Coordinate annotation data
-- Start --

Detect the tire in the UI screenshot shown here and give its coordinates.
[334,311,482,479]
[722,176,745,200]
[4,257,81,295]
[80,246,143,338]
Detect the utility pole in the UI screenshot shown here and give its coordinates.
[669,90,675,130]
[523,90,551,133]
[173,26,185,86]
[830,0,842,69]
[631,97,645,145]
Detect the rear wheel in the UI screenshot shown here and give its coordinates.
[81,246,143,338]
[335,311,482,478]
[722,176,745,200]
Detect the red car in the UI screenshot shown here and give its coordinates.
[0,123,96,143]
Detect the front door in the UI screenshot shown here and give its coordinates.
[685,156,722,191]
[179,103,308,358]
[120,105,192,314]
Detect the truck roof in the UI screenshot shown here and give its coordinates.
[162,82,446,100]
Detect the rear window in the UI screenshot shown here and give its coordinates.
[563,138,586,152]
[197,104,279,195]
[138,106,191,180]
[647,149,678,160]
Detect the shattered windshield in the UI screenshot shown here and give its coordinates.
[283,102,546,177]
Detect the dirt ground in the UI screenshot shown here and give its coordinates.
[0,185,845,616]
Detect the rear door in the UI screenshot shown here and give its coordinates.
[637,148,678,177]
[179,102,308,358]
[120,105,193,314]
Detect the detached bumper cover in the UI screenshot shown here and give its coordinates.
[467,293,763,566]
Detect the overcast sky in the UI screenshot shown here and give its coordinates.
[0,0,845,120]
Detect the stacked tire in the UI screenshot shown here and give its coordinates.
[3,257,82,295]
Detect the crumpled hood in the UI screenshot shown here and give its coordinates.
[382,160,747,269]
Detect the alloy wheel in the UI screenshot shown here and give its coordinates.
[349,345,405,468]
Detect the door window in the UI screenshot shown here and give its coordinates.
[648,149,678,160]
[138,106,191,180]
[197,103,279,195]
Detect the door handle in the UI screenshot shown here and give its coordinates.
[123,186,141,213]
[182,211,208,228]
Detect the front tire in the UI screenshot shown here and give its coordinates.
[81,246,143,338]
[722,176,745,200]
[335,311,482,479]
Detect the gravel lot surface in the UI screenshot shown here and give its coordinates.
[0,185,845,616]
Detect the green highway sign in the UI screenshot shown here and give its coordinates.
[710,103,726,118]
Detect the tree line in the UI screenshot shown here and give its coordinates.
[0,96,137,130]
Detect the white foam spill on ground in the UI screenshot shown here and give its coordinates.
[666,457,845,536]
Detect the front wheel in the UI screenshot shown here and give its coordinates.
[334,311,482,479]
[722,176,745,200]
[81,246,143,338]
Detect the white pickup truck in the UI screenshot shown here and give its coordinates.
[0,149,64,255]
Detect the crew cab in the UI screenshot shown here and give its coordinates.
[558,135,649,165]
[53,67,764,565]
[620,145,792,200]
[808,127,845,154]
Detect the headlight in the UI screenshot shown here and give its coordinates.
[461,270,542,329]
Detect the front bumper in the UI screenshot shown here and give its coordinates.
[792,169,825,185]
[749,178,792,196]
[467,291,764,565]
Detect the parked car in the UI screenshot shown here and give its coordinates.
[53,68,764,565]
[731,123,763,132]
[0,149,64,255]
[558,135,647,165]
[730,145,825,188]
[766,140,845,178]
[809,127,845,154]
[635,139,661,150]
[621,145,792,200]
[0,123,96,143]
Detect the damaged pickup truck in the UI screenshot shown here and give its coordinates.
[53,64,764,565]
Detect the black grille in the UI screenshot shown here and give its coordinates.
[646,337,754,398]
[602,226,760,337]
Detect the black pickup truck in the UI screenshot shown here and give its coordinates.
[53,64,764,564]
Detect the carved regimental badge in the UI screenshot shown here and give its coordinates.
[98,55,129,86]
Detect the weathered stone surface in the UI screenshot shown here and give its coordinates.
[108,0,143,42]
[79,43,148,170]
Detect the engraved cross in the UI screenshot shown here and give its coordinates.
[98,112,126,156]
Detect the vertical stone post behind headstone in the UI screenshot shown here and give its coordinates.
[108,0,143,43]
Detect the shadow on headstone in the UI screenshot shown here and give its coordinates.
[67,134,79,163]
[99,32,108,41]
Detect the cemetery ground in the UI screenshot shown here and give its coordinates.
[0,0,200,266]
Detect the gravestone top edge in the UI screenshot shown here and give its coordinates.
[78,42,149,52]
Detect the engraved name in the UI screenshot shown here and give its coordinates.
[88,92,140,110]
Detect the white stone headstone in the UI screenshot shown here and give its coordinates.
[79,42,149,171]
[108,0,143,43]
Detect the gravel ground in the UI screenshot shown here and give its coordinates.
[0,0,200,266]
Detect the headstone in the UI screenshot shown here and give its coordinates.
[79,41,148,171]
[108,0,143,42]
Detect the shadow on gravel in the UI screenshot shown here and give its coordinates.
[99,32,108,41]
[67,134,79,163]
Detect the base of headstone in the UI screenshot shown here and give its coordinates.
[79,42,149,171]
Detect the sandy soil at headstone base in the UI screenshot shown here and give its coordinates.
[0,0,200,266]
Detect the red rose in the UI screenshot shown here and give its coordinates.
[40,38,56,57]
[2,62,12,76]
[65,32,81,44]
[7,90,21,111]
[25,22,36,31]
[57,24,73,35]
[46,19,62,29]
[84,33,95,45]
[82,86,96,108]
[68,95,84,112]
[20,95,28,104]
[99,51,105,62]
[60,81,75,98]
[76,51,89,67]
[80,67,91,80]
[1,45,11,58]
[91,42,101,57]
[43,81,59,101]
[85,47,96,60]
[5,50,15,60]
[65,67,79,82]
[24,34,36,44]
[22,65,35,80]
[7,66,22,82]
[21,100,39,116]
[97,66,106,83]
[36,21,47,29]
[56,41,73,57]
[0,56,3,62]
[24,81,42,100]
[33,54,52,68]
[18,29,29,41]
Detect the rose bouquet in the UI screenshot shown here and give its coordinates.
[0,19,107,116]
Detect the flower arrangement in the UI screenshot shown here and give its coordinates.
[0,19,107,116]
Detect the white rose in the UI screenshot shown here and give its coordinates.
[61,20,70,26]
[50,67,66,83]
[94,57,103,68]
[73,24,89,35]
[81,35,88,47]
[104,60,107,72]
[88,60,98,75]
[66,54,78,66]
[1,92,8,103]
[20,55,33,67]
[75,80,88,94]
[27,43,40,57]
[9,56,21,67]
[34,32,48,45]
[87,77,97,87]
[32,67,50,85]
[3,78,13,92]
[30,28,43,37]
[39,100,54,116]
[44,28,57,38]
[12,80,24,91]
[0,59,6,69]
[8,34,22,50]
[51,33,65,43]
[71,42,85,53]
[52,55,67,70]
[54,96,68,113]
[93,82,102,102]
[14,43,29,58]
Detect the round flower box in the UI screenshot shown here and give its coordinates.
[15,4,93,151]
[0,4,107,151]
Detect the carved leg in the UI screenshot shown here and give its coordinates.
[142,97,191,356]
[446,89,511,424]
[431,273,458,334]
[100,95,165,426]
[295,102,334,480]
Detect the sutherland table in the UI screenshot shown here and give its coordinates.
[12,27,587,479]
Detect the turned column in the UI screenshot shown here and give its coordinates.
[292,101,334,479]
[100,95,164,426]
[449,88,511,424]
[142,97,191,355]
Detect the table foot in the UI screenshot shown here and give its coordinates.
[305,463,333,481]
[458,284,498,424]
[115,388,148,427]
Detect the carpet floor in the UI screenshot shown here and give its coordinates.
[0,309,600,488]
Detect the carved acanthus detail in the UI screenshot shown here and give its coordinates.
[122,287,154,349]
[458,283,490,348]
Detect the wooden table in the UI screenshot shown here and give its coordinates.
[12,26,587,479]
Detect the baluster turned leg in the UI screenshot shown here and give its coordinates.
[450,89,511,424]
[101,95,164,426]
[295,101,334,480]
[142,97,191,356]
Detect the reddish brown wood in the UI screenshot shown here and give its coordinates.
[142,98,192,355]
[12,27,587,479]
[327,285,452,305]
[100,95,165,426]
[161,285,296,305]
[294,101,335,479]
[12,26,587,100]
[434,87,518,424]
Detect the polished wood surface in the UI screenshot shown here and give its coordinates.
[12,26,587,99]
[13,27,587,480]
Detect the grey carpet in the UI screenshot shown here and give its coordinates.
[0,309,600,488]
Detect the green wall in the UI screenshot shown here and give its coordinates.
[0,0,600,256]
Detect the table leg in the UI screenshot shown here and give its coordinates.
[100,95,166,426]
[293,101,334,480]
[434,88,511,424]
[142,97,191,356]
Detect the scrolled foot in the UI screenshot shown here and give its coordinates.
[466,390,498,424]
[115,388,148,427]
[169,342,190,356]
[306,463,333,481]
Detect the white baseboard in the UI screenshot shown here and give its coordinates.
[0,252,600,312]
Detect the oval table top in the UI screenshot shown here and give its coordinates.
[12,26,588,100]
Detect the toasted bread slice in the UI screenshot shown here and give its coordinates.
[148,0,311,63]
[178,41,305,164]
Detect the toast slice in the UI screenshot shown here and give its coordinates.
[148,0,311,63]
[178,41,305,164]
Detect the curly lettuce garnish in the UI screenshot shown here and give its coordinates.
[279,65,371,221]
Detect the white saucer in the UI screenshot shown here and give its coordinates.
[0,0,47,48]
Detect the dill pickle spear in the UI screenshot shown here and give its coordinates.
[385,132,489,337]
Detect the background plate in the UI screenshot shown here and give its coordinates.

-- End --

## What to produce
Copy out the lines of the data above verbatim, starting at the line that contains "Detect the white baseboard" and ending at the final line of the data, with both ends included.

## Task result
Detect the white baseboard in the UI screenshot shown here and give its coordinates.
[0,252,600,312]
Detect the oval table top in the UI screenshot shown here and give its coordinates.
[12,26,588,100]
Detect the toasted bread slice in the UI screenshot shown here and give its coordinates.
[148,0,311,63]
[178,41,305,164]
Detect the toast slice in the UI screenshot shown here and give its coordinates.
[148,0,311,63]
[178,41,305,164]
Detect the curly lettuce garnish in the UI screenshot shown here and give its coordinates.
[279,65,371,221]
Detect the white saucer in the UI screenshot shown here and give its coordinates.
[0,0,47,48]
Detect the dill pickle spear in the UI screenshot shown here and give its coordinates.
[385,132,489,337]
Detect the background plate in the UI screenshot shown here and give its coordinates.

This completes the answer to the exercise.